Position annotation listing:
— START —

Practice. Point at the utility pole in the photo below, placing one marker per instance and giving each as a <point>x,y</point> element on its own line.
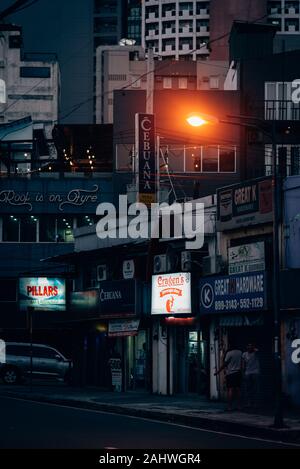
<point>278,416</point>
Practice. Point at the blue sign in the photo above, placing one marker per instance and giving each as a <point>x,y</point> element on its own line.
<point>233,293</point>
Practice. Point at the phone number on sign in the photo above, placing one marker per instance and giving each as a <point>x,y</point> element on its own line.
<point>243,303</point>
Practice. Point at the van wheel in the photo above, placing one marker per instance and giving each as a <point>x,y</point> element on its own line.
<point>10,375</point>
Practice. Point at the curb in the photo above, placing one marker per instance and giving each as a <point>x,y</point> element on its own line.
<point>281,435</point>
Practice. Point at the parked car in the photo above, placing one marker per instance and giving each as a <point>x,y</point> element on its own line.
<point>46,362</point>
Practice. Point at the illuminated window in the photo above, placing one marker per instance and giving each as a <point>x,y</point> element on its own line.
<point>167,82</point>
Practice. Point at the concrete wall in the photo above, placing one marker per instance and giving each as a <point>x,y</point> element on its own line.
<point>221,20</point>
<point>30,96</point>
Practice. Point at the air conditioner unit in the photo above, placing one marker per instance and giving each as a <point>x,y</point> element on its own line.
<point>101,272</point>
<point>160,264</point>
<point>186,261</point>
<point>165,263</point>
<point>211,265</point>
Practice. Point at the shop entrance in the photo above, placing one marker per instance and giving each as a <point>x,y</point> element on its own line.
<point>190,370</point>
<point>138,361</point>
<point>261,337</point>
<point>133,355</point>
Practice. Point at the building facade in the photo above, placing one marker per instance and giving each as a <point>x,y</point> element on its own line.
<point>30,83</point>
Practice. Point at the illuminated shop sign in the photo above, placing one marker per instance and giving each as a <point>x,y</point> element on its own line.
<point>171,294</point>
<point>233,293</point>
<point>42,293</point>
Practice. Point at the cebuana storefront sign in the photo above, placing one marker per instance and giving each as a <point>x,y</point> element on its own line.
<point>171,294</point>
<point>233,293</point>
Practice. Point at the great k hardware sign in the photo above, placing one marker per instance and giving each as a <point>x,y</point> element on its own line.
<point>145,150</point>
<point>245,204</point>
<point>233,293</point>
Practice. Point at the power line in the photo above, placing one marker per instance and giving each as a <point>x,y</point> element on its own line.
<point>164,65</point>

— END —
— START —

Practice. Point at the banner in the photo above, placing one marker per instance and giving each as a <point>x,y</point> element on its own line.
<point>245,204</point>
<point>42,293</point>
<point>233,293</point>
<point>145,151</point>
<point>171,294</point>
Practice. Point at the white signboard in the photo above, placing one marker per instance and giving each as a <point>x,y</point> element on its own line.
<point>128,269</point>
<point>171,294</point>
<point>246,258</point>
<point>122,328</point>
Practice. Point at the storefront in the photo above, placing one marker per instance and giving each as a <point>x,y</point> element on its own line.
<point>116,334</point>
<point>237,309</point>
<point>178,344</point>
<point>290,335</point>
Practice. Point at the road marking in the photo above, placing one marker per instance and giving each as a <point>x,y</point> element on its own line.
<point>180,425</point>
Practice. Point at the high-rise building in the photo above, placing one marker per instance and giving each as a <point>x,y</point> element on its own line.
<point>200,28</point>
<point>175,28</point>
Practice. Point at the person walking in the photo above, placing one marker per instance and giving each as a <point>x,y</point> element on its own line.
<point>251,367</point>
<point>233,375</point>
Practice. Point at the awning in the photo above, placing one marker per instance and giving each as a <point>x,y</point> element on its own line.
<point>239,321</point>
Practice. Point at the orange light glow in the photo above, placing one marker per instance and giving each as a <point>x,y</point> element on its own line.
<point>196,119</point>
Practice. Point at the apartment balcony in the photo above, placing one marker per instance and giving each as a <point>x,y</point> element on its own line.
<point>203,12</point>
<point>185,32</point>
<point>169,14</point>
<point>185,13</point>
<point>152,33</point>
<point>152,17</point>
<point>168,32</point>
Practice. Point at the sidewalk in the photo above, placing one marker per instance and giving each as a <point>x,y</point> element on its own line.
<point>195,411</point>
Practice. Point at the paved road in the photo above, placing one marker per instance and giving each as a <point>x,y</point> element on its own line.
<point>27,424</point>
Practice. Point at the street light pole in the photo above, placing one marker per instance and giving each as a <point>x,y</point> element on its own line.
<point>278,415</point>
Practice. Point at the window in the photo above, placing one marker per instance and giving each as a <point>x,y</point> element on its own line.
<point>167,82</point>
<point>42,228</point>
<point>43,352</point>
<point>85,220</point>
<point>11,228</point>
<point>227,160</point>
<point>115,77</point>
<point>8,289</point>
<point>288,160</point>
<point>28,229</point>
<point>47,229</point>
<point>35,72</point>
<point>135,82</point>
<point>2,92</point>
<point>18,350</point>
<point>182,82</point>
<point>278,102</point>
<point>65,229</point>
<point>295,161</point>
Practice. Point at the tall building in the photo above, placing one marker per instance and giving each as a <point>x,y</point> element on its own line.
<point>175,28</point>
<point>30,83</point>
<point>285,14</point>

— END —

Pull out every line of the listing that contains the word "illuminated" and copy each one in full.

Practice. Point at the illuminated window in the photo above, placing one marker per instance and giving each as a <point>x,y</point> element on its own line.
Practice. Point at the illuminated shop sign in the photo above, placing one marker per instance and giving each as a <point>x,y</point> element on its own line.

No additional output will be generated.